やること A |
下の記録から、「Please」という語が入っている行をすべて抜き出してください。

文章の一部 |
***
前回は「ネットワークの基本」をお送りしました。
知っておきたい「ネットワークの基本キーワード5選」~中小企業IT担当者向け
「知っておきたい・基本」シリーズは、中小企業IT担当者の方に、ぜひ知っていただきたいIT関連の基礎知識をお伝えします。今回のテーマは「ネットワークの基本」。ネットワークの基本を知ることで、自社の課題解決の糸口を見つけていただけましたら幸いです。
今回のテーマは「クラウドの基本」です。
概要だけでなく、少し耳慣れないキーワードもご紹介します。理解を深めていただくと、クラウド利用のメリットがわかりやすくなります。
事例もご紹介いたしますので、自社に合った活用ポイントを見つけていただけましたら幸いです。
なお、YouTubeに解説動画を掲載しております。こちらは概要を10分程度で分かりやすく解説しております。ぜひ併せてご覧ください。
基本1:クラウド
耳慣れたキーワードを改めて解説した後、「クラウド」についてご説明いたします。
- サーバー、クライアント
- データセンター
- クラウド、クラウドサービス
サーバー、クライアント
コンピューターの操作において、「サーバー」はサービスを行う側、「クライアント」はサービスを受ける側の呼称です。

ファイルを管理できるファイルサーバー、ホームページのデータを置いて表示できるWebサーバーなど、さまざまなサーバーがあり、そのサービスを利用するパソコンやスマートフォンなどの端末が、クライアントです。
例えば、メールの送受信はパソコン(クライアント)だけでは行えず、メールサーバーが必要になります。メールサーバーは他のメールサーバーやDNSサーバーと通信し、メールを送受信します。クライアントがサーバーに接続(問い合わせ)をすることで、クライアント側でメールを受け取ったり、送ったりできる仕組みです。

本記事ではクライアントを「端末」、もしくはパソコンやスマートフォンなど、機器名で記載していますが、「クライアント」は覚えていただきたいキーワードの一つです。略して「クラサバ」と呼ばれることもあります。
データセンター
「データセンター」とは、サーバーやネットワーク機器などを設置・管理している専用施設です。
中小企業でも、自社内でサーバーを管理しているケースは少なくありませんが、データセンターであれば、より安全に自社のデータが入ったサーバーを管理できます。
サーバーが社内にあると、物理的な場所を取られるだけでなく、空調で温度管理をしたり、耐震設備を整えたり、保守や管理も必要になります。その点、データセンターであれば、安全な場所でサーバーを管理できるだけでなく、セキュリティ、BCP対策、運用の手間などにメリットがあります。
※参考:データセンターとは(日本データセンター協会)
https://www.jdcc.or.jp/activity/datacenter/
クラウド、クラウドサービス
「クラウド」は、「クラウド・コンピューティング」の略です。データや、アプリケーションなどの、コンピューター資源を、ネットワーク経由で利用する仕組みです。
説明に雲のイラストやアイコンが使われますが、クラウド=雲であり、その語源は諸説あるようです。
これまで、パソコンで業務を行う時はパソコンにインストールされたソフトを使い、同じパソコンにデータを保存することが一般的でした。
***
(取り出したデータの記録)
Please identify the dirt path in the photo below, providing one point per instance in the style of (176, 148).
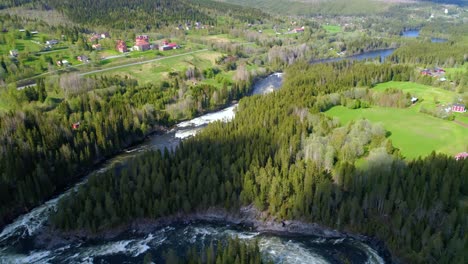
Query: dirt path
(141, 62)
(461, 123)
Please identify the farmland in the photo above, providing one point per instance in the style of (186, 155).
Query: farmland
(414, 133)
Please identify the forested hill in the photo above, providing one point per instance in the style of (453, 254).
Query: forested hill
(150, 14)
(289, 160)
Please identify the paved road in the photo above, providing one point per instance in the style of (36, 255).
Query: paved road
(112, 68)
(141, 62)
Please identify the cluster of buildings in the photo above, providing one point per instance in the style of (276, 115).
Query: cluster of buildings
(458, 108)
(189, 26)
(142, 43)
(436, 72)
(96, 36)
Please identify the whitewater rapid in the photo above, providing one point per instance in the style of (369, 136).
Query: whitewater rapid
(17, 239)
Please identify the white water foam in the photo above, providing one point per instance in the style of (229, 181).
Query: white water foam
(183, 134)
(288, 252)
(33, 257)
(373, 256)
(225, 115)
***
やること B |
上のクラウドの基本についての文章では、「クラウド」は何の略だと書かれていますか。

答え A |
Please identify the dirt path in the photo below, providing one point per instance in the style of (176, 148).
Please identify the farmland in the photo above, providing one point per instance in the style of (186, 155).
Please identify the forested hill in the photo above, providing one point per instance in the style of (453, 254).
Please identify the paved road in the photo above, providing one point per instance in the style of (36, 255).
Please identify the cluster of buildings in the photo above, providing one point per instance in the style of (276, 115).
Please identify the whitewater rapid in the photo above, providing one point per instance in the style of (369, 136).
Please identify the white water foam in the photo above, providing one point per instance in the style of (229, 181).

答え B |
「クラウド・コンピューティング」の略です。